** Opening Exercise text block **

I love the adoption agency I'm working with. I truly do. They are a bunch of big-hearted social workers who have been placing children for about one million years. They all have car seats and bibs and have offered the shelter of their very own homes and hearts when they couldn't find others who could. They are my people, and I am so glad to have chosen this path.
Each month there is a support group for anyone in the adoption constellation who wants to come: birth mothers, successful adoptive parents on their second or third go-round, adult adoptees, social workers, the people who run the local home for pregnant women who need a spot to stay until after they give bith and pull their lives togehter. Then there are those of us who are waiting. Waiting for our own story to tell.
I've completed my training with the agency for my infant adoption, and am almost through with the fost-adopt series in case an older child comes my way. In the time I've been going to the workshops, I've made connections with people who are going the same way. One couple and I are on the same track, the same timeline. They have no children yet either, and are waiting for their first call.
The other people in the group shared their stories of meetings with birth moms going horribly wrong or spectacularly right. Two birth grandmothers who came spoke words of truth and wisdom and wishing. One adoptee read poems her birth mother wrote about her, before the suicide. A young, beautiful birth mother told of her Christmas lonliness with nothing but her big belly, carton of milk and box of cereal.
The couple and I just sat back and listened. We had no story, no words of wisdom or encouragement for these people experiencing such amazing emotional and psychohistorical trajectories. We are on the cusp of our own stories, which can begin in tomorrow's wee hours with a phone call to get to the hospital to pick up the baby, quick -- or after a series of dates and deliberations with birthmothers over a year or two. We don't know, and there is no way to plan.
As we hugged goodbye and made plans for lunch this weekend, I realized that sometimes if you are on the outside togehter, you have your own circle.

** Closing Exercise text block **
** Opening Data provided block **

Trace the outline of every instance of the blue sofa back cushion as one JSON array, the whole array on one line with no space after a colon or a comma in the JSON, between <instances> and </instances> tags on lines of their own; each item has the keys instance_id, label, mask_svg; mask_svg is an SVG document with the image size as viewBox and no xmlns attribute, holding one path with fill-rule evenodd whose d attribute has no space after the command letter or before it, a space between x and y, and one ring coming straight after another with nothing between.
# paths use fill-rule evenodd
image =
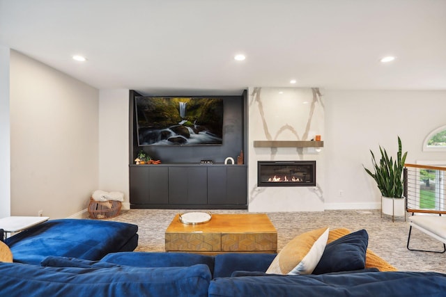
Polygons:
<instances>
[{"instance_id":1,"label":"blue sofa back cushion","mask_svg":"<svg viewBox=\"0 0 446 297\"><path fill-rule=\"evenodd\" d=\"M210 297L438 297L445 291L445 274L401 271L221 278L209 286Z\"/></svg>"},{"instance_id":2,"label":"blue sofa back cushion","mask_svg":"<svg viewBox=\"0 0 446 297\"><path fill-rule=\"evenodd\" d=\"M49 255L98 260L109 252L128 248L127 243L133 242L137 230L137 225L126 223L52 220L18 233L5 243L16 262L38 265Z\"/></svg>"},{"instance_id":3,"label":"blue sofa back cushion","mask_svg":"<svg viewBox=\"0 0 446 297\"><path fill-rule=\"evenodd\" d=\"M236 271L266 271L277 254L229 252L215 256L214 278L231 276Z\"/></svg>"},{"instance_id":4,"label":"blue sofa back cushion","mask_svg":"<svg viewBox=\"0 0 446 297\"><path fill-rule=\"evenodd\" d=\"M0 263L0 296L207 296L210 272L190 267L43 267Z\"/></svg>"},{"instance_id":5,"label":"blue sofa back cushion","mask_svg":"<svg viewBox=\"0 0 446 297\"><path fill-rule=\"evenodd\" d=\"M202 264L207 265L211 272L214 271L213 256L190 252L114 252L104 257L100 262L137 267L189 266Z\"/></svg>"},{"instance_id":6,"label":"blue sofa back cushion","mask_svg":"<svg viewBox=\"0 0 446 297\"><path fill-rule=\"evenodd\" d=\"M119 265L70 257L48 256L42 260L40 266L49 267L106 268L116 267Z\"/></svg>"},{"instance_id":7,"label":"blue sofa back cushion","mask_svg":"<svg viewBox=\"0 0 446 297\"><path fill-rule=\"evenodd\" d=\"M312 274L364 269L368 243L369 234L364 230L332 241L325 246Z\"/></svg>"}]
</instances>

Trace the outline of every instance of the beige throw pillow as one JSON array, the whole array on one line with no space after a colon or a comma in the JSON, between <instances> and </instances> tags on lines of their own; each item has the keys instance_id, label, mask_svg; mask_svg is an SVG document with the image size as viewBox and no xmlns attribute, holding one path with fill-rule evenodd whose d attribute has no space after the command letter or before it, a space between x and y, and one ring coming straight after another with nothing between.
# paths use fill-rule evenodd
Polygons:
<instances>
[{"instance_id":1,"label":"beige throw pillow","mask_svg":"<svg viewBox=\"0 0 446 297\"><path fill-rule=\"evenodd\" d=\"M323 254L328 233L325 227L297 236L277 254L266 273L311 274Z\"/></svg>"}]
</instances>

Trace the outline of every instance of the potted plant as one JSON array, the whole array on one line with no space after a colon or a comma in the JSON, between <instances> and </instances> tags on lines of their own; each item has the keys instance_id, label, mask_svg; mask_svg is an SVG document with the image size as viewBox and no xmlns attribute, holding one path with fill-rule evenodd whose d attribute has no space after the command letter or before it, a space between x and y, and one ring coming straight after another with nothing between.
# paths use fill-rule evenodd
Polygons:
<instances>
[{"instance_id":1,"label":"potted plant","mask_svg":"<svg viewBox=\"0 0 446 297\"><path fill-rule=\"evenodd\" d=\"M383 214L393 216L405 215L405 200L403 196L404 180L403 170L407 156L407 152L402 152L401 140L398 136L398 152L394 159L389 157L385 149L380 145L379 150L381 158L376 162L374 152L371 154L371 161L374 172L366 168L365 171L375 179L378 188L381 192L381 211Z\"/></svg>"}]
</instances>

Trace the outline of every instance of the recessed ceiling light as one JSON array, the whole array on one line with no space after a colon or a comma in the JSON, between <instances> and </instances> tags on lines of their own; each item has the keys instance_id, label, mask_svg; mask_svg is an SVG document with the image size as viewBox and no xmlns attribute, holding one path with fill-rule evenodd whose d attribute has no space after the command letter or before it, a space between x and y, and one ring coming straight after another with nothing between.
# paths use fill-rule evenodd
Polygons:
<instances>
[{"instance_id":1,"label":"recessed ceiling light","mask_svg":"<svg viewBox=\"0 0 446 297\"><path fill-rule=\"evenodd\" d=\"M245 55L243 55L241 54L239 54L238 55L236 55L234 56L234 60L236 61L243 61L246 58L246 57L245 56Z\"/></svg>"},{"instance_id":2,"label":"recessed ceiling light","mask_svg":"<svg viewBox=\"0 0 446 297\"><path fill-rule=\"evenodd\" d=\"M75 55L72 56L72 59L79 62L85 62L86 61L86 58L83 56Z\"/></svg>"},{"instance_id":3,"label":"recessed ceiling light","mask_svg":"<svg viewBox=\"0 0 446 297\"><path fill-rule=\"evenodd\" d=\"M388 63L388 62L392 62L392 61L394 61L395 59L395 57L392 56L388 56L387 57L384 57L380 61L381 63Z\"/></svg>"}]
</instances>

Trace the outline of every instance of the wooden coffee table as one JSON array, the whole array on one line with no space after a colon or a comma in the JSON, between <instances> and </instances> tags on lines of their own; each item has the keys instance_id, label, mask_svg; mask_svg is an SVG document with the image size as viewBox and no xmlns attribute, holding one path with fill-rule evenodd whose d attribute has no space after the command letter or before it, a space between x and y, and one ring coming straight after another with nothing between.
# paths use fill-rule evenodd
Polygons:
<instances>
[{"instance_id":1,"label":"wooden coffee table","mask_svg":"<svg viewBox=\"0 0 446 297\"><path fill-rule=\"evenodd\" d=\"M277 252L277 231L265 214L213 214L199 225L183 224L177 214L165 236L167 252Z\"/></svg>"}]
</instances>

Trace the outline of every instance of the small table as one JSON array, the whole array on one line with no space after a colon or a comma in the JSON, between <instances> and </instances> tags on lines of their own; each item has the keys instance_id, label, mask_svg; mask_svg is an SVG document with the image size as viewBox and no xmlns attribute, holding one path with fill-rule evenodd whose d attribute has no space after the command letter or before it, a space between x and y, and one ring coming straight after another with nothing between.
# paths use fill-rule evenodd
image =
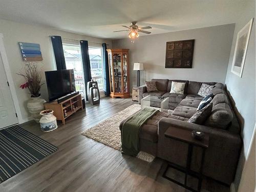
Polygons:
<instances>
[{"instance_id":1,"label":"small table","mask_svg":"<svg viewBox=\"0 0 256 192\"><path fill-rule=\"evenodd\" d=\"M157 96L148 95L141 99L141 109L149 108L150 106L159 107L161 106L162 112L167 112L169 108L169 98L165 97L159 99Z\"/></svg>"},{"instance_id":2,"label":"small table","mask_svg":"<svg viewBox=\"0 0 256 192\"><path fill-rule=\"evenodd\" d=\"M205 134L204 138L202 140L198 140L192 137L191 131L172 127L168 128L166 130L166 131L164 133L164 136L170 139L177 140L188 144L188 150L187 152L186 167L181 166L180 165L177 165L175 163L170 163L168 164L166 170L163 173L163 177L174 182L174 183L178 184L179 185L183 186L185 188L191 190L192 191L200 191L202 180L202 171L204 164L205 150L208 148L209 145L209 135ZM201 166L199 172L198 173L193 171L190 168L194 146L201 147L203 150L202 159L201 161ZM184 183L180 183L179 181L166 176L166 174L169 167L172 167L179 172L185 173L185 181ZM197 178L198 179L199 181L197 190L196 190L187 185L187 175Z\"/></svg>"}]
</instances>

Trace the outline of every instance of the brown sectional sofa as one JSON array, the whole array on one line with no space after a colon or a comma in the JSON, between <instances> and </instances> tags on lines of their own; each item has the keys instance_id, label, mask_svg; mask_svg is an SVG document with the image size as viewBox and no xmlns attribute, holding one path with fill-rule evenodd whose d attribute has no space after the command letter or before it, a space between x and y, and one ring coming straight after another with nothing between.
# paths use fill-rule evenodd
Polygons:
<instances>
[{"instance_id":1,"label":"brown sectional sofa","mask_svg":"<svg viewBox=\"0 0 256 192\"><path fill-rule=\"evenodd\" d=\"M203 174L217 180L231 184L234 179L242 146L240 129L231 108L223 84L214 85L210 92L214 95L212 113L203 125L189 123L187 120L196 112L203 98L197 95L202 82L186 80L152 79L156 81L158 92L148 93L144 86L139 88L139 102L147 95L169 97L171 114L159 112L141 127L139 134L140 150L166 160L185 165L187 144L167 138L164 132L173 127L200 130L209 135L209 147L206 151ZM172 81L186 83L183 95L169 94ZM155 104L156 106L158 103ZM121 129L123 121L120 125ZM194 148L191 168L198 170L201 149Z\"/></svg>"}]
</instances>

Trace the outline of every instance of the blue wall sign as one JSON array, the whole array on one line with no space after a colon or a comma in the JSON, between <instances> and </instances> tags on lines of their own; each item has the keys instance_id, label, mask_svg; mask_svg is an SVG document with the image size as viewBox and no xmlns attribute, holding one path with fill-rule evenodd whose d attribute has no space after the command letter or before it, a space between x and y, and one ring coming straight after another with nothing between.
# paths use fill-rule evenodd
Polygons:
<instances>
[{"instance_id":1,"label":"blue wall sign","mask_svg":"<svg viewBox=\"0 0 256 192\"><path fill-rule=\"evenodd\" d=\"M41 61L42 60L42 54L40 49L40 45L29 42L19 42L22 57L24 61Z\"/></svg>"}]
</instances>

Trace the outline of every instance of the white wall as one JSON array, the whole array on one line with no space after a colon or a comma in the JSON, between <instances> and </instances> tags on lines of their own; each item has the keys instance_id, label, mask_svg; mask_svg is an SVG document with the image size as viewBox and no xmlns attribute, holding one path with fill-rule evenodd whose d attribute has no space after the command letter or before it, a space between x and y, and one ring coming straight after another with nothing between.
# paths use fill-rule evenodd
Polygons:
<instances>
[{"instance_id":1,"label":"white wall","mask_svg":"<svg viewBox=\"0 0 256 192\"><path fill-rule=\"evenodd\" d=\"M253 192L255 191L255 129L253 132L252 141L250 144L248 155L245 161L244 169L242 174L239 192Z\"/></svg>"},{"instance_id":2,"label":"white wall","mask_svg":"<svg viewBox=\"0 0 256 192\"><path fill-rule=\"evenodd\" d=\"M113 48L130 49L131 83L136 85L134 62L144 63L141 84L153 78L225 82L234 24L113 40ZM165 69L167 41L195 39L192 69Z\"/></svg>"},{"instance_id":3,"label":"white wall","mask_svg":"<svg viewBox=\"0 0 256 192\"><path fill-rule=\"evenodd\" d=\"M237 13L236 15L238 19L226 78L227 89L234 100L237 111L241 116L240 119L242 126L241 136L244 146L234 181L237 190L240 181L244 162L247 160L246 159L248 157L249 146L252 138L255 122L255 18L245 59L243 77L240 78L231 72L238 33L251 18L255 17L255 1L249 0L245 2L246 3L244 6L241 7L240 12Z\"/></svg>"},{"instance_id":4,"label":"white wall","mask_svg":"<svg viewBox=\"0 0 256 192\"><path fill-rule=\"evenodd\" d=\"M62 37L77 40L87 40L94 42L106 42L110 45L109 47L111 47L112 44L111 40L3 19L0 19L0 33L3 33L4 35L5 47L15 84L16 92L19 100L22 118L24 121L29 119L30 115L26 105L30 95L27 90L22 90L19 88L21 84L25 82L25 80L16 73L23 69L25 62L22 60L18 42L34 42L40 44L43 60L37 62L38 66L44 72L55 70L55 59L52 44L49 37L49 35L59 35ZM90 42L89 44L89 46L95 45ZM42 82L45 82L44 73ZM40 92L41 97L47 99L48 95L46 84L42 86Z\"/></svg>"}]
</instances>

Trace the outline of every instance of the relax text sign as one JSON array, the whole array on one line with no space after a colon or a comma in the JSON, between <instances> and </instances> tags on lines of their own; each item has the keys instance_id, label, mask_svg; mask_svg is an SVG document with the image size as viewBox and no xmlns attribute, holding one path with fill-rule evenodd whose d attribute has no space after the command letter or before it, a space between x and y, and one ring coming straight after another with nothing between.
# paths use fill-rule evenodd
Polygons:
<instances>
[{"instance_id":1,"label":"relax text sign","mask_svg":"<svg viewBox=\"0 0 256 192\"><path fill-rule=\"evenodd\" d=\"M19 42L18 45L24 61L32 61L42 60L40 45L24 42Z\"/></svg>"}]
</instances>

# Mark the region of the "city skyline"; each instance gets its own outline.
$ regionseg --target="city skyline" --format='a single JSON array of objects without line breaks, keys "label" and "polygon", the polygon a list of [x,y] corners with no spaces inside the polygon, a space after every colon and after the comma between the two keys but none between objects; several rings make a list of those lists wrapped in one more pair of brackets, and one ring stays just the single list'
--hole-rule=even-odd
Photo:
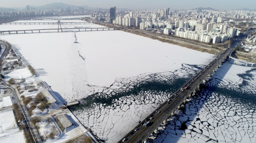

** Closing Data provided block **

**Assignment A:**
Reproduce the part of the adoption post that opens with the words containing "Each month there" and closes with "story to tell.".
**Assignment B:**
Summarize the adoption post in two sentences.
**Assignment C:**
Do these statements agree with the adoption post? Answer yes or no for each, quoting the deciding words. (i) The writer has finished the fost-adopt series. (ii) The couple the writer connected with has no children yet. (iii) The support group meets once a week.
The records have no connection to the text.

**Exercise result A:**
Each month there is a support group for anyone in the adoption constellation who wants to come: birth mothers, successful adoptive parents on their second or third go-round, adult adoptees, social workers, the people who run the local home for pregnant women who need a spot to stay until after they give bith and pull their lives togehter. Then there are those of us who are waiting. Waiting for our own story to tell.

**Exercise result B:**
The writer is working with an adoption agency run by big-hearted social workers and attends its monthly support group, where birth mothers, birth grandmothers, adoptees and others share their stories. The writer and a couple on the same timeline, all waiting for a first call, listen without a story of their own, and the writer realizes that people on the outside together can have their own circle.

**Exercise result C:**
(i) No: "am almost through with the fost-adopt series in case an older child comes my way."
(ii) Yes: "They have no children yet either, and are waiting for their first call."
(iii) No: "Each month there is a support group for anyone in the adoption constellation who wants to come"